PROBLEM TO WORK ON: Reproduce word for word the entries from their very start through the line that contains "rough mask: <svg", including that line, and stop there.

Segment Open

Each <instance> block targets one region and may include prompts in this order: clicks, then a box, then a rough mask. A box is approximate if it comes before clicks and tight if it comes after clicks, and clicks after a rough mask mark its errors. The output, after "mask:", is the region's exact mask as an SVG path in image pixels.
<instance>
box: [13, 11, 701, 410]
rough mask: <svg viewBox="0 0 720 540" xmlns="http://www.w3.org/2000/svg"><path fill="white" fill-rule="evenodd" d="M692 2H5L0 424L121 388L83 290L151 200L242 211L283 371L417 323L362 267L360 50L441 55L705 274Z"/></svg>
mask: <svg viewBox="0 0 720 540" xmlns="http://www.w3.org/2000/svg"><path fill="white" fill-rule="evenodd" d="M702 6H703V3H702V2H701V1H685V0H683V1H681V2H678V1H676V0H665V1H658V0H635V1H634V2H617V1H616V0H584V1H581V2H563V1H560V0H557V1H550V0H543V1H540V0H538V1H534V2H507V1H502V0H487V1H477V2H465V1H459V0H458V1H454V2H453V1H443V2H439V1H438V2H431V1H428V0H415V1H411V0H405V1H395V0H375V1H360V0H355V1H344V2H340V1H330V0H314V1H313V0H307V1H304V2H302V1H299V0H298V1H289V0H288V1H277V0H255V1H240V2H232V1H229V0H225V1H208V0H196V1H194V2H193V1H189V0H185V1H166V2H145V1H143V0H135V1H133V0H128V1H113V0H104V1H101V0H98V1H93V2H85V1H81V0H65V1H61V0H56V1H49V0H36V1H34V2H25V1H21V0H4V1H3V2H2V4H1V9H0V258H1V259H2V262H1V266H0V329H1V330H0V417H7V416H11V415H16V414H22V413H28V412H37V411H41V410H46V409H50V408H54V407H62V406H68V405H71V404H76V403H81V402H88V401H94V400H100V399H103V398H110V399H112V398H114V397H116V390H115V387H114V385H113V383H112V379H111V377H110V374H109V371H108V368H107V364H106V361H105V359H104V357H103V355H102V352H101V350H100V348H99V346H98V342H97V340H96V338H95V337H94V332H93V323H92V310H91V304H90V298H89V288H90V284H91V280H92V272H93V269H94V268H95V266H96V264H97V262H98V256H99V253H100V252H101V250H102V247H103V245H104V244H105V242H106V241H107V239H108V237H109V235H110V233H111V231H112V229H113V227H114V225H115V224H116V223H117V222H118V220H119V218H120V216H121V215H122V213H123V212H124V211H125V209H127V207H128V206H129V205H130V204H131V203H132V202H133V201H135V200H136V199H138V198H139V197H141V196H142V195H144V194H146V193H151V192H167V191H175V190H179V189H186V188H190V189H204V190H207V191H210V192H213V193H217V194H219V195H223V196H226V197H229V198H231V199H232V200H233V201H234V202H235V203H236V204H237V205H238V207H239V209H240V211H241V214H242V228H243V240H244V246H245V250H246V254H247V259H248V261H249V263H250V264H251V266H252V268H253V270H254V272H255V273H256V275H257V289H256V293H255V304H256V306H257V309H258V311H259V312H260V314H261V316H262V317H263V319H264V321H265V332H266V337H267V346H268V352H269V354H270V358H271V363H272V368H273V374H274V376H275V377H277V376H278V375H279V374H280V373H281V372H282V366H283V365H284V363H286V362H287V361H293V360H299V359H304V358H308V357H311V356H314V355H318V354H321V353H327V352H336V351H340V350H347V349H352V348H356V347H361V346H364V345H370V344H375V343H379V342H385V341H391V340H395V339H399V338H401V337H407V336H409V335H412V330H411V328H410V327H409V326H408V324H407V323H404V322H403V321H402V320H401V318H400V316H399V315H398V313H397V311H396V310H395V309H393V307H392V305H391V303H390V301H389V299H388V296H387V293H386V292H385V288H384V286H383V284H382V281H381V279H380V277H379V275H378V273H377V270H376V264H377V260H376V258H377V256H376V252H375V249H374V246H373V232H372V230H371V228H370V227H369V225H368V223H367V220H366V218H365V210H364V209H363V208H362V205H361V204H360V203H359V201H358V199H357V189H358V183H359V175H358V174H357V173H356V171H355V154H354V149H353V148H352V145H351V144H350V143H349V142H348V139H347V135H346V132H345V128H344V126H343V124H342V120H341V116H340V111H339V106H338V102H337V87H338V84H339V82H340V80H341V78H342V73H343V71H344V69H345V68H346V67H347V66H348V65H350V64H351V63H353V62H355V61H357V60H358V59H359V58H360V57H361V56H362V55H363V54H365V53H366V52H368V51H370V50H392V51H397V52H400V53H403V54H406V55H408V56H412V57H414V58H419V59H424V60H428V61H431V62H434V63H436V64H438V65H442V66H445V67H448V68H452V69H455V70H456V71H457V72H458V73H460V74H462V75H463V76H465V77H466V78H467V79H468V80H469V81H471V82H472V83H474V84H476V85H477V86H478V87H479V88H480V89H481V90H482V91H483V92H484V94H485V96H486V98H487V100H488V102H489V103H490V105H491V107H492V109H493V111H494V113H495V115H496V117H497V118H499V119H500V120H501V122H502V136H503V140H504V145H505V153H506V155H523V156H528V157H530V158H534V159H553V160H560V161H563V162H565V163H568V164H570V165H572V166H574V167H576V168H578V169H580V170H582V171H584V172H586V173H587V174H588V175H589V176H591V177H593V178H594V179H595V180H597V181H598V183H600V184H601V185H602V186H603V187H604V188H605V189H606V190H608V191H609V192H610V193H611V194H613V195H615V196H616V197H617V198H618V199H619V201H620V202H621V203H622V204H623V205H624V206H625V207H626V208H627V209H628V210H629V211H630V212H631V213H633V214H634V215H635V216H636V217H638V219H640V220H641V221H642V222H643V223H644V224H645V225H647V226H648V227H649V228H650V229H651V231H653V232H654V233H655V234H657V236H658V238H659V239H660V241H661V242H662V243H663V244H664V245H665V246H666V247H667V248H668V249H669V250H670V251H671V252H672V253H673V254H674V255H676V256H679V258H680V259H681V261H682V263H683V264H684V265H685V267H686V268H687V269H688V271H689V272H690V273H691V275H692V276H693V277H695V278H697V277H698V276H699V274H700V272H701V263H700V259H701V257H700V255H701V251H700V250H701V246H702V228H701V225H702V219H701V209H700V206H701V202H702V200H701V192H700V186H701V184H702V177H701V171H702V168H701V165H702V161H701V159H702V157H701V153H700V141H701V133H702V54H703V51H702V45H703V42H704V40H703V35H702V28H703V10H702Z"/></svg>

Segment Closed

SOLUTION BELOW:
Each <instance> block targets one region and may include prompts in this order: clicks, then a box, then a rough mask. A box is approximate if it comes before clicks and tight if it comes after clicks, and clicks after a rough mask mark its errors. The output, after "mask:", is the region's exact mask as an SVG path in image pixels.
<instance>
box: [13, 11, 701, 410]
rough mask: <svg viewBox="0 0 720 540" xmlns="http://www.w3.org/2000/svg"><path fill="white" fill-rule="evenodd" d="M692 2H5L0 424L121 388L83 290L151 200L242 211L283 371L417 323L362 267L360 50L441 55L705 274Z"/></svg>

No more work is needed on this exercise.